Aim
Produce an exact copy of the lines from the line containing "[locate] pink snowsuit" through the last line of the listing below, both ends included, and nothing else.

[Point labeling dataset excerpts]
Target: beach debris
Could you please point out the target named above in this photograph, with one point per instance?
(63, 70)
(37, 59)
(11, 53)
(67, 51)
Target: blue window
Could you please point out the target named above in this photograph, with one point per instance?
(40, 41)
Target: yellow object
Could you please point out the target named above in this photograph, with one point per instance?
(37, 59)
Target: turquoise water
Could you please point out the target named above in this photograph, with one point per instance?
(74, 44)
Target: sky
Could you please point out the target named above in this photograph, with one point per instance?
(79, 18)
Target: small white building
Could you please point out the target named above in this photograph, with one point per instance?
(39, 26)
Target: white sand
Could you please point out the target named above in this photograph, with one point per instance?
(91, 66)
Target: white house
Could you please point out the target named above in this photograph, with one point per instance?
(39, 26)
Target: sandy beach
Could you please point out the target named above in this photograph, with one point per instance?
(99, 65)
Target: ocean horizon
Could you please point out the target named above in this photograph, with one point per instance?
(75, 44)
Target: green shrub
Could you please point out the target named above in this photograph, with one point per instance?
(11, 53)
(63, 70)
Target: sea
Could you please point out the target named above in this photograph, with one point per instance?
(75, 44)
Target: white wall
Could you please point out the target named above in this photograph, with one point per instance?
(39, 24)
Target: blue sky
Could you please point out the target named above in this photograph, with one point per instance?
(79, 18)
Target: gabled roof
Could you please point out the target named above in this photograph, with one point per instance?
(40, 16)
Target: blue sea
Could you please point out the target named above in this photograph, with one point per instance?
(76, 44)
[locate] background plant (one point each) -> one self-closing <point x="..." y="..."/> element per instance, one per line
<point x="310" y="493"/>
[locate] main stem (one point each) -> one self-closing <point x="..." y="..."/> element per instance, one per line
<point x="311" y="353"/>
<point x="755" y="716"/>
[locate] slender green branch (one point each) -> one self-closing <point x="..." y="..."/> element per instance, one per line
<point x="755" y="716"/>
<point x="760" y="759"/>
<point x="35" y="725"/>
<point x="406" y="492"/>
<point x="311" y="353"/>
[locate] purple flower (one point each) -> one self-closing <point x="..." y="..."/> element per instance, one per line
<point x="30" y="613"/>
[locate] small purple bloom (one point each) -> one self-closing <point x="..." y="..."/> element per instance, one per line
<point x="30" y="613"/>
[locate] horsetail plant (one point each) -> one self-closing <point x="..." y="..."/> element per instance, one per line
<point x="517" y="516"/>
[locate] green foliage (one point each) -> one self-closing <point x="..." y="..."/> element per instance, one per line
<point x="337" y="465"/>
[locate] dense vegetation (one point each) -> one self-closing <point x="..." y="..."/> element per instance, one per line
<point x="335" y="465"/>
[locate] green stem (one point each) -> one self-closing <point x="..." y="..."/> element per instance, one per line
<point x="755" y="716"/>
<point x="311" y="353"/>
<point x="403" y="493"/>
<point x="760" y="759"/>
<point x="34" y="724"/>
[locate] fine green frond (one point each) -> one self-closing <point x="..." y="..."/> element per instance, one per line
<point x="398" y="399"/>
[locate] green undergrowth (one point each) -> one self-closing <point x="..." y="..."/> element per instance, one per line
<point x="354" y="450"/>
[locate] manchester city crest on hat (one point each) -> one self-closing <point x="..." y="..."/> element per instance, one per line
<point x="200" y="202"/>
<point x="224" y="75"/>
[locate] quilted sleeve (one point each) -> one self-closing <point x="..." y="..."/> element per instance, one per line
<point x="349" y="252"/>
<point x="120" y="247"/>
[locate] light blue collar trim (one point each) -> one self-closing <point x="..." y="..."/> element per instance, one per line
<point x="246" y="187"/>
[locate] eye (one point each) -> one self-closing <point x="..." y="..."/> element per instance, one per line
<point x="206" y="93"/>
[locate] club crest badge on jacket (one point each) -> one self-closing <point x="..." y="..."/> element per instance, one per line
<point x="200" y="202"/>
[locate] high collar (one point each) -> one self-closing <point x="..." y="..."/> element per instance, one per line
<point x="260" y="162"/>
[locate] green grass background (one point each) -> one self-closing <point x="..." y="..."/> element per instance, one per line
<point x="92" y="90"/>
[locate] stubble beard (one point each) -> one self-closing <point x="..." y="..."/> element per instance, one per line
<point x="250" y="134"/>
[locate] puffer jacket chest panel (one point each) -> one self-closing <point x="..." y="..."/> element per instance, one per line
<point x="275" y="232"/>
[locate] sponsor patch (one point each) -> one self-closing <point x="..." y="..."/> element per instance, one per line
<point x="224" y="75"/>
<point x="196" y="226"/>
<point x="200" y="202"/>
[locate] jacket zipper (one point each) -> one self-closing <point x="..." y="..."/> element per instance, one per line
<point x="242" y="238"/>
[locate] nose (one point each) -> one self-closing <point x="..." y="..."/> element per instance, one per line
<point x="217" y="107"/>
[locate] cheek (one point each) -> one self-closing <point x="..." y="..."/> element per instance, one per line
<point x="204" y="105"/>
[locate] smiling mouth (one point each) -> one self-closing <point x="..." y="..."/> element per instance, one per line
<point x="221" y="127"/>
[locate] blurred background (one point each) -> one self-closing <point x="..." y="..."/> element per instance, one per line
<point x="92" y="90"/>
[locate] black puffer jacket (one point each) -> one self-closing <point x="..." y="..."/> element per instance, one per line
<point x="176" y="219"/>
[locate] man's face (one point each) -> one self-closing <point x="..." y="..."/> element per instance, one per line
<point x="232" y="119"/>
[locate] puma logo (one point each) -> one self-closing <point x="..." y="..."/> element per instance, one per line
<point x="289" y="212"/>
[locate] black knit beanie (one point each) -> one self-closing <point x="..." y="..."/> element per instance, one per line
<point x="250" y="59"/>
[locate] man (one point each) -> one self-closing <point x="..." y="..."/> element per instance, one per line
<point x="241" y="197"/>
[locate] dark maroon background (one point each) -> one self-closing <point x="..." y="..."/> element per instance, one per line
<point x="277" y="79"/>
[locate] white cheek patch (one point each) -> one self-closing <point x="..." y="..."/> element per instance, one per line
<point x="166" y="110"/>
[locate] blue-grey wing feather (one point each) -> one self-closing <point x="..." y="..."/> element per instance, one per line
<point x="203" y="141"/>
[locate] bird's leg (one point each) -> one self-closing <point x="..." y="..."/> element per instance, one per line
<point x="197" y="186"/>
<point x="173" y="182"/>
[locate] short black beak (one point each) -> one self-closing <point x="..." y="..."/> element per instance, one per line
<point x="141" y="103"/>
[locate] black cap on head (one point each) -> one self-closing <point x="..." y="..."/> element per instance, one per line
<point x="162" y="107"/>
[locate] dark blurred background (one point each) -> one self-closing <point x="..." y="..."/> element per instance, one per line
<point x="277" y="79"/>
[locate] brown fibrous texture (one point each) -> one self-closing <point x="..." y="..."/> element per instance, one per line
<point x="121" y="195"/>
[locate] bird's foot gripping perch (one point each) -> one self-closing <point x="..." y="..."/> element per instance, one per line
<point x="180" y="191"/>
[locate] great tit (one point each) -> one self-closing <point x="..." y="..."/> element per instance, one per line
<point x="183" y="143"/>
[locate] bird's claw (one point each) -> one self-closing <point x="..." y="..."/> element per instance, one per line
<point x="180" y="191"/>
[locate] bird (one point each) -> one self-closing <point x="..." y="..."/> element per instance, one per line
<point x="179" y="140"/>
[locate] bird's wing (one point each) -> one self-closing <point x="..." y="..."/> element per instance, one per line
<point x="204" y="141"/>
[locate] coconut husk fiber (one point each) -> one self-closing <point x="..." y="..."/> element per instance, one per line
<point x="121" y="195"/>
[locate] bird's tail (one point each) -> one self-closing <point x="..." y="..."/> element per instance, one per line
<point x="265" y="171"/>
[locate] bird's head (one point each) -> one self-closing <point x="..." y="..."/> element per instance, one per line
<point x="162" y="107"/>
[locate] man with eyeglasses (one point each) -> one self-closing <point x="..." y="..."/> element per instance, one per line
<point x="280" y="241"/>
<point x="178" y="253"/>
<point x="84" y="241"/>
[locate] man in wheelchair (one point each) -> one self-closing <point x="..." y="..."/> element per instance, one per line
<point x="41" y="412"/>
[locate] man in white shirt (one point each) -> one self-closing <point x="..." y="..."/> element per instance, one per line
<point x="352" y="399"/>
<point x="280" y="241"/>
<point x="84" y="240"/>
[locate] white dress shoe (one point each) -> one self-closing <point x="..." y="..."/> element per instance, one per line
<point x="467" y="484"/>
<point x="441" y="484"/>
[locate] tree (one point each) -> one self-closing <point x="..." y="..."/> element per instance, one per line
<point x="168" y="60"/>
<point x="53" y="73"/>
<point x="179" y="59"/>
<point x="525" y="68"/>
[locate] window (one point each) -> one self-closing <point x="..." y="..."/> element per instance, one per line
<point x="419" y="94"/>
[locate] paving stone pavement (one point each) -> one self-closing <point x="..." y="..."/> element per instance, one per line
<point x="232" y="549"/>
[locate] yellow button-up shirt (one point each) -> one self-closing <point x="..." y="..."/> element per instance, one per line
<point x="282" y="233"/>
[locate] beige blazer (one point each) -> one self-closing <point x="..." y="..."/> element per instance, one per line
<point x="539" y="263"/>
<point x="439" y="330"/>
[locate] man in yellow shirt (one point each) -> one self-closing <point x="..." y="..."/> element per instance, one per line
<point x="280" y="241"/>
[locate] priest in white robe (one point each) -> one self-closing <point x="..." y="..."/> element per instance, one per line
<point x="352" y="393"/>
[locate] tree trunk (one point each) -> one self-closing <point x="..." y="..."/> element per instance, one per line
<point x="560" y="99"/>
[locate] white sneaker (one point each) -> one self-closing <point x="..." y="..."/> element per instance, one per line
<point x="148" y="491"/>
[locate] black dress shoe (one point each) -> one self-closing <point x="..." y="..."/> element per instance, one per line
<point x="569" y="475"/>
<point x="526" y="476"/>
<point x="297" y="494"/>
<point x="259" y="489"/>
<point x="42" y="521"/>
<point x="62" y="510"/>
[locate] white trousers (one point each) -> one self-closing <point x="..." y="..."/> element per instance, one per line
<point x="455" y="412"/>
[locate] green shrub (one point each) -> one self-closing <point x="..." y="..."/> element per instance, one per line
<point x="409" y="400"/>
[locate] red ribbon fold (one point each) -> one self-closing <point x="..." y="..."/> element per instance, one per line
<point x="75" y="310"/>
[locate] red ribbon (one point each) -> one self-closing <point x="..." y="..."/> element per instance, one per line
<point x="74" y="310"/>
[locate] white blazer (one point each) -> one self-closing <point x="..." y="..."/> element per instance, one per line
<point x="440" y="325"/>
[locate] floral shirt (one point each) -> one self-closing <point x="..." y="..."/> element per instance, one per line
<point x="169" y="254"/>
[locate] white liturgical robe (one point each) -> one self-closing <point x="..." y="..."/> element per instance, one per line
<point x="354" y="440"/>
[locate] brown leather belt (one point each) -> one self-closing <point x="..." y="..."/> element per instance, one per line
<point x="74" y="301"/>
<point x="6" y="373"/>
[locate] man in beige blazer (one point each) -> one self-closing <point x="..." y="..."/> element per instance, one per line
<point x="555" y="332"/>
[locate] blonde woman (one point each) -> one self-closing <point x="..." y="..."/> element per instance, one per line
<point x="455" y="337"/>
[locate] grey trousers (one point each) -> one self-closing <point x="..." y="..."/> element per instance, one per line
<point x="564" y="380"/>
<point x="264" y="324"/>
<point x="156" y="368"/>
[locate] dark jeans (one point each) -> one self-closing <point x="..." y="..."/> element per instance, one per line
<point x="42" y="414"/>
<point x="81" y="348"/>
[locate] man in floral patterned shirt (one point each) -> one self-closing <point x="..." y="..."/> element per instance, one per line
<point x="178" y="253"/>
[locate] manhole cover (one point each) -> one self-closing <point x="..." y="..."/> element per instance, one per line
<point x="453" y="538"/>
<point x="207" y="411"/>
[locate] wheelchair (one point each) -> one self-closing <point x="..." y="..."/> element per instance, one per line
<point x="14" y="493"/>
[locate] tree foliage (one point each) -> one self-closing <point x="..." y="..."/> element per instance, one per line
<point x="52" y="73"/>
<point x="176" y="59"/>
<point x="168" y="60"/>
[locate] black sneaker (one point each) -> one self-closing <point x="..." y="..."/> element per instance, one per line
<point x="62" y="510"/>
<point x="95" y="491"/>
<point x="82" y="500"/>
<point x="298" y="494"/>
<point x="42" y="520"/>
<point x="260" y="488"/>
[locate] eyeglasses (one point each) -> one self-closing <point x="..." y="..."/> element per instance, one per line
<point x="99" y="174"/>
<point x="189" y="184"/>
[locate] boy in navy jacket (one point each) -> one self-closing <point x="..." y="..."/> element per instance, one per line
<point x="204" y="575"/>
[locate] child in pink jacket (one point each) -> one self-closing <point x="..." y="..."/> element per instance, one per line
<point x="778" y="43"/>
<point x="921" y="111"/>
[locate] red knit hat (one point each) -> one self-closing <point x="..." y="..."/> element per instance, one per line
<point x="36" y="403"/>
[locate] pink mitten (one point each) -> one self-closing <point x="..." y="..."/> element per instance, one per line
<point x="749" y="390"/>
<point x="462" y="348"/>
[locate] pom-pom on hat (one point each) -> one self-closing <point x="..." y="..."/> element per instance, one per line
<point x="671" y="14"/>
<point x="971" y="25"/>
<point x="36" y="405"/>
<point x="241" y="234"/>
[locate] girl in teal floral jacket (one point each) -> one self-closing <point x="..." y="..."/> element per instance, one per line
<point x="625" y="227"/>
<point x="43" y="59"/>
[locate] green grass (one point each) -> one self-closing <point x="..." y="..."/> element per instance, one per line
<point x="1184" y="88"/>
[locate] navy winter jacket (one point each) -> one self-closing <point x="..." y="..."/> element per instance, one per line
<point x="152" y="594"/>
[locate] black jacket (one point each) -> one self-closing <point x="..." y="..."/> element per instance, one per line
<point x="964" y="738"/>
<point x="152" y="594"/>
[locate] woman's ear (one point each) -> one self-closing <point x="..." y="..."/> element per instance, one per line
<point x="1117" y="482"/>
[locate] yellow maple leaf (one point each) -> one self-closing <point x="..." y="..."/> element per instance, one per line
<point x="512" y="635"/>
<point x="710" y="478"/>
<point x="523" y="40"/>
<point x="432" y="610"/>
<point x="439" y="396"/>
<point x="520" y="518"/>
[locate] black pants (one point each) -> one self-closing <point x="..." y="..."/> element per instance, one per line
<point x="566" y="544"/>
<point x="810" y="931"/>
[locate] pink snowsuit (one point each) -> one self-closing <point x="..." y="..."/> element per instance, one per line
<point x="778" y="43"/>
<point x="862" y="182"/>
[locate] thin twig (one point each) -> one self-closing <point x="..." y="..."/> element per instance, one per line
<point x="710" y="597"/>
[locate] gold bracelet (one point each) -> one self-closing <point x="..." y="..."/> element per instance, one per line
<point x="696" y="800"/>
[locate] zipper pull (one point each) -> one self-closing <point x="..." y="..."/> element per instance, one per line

Expected output
[locate] pink snowsuit (one point each) -> one self-closing <point x="..." y="..."/> element per instance, one per line
<point x="778" y="43"/>
<point x="862" y="182"/>
[locate] thin twig (one point each) -> one self-closing <point x="..." y="..."/> element per instance, one per line
<point x="710" y="597"/>
[locate] gold bracelet (one point each) -> one self-closing <point x="..." y="..."/> element per instance, one per line
<point x="696" y="800"/>
[locate] zipper pull (one point each) -> one self-closing <point x="..." y="..."/> element per instance, one per line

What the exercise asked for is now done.